◆ **INSTRUCTIONS TO FOLLOW**: Can you copy out every one of the records below word for word, leaving the pictures out?

◆ **ENTRIES SUPPLIED**:
'''

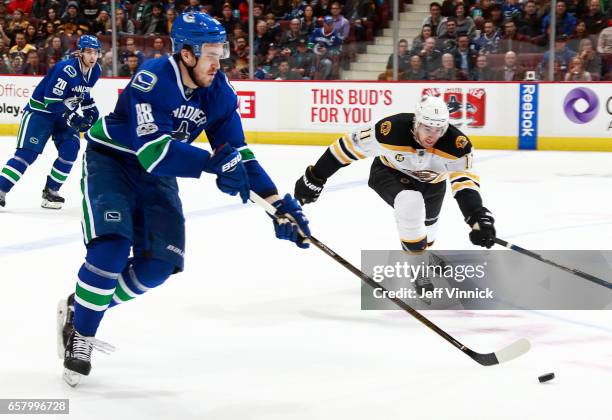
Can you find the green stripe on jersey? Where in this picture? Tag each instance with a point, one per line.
(98, 134)
(122, 294)
(12, 174)
(34, 104)
(55, 174)
(153, 152)
(86, 221)
(246, 154)
(92, 297)
(52, 100)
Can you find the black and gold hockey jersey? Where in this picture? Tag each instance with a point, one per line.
(392, 140)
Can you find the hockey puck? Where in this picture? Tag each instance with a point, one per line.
(546, 377)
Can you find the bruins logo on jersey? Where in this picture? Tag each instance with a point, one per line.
(385, 128)
(425, 176)
(461, 142)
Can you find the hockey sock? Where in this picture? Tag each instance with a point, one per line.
(140, 276)
(68, 152)
(15, 168)
(409, 209)
(105, 259)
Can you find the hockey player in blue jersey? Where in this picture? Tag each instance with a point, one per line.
(130, 193)
(52, 112)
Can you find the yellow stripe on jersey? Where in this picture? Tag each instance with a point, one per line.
(386, 162)
(442, 154)
(458, 186)
(398, 148)
(349, 143)
(457, 175)
(413, 241)
(339, 154)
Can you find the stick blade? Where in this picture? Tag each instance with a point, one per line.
(512, 351)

'''

◆ **WRITTEN RESPONSE**:
Can you find the green stripe on jersey? Where in this picture? Tag each instance with a point, one per line.
(98, 134)
(122, 294)
(12, 174)
(34, 104)
(55, 174)
(153, 152)
(86, 221)
(246, 154)
(92, 297)
(52, 100)
Can you find the black and gold hockey jersey? Where in this picture? Tag each instance with a point, one per line.
(392, 140)
Can you find the hockey puck? Where in this picture? Tag each instance with a point, one per line.
(546, 377)
Can you find the bruins logo on jersey? Where in this picture? Tag each instance with a point, one per line.
(385, 128)
(425, 176)
(461, 142)
Can you find the hockey sock? Where in this picture? Tag each instance with a point, one per line.
(140, 276)
(68, 152)
(15, 168)
(409, 209)
(105, 259)
Can you find the hockey player in blue jersey? Where in this picture? Tag each instance with a point, one per line.
(130, 193)
(52, 112)
Can you find the yellow stripe on jersey? Where in this picture? Tag each instance with a point, one per line.
(386, 162)
(442, 154)
(458, 186)
(398, 148)
(349, 143)
(457, 175)
(413, 241)
(339, 154)
Can you find the stick blade? Where in this picture? Tag each instance with a point, one per line.
(512, 351)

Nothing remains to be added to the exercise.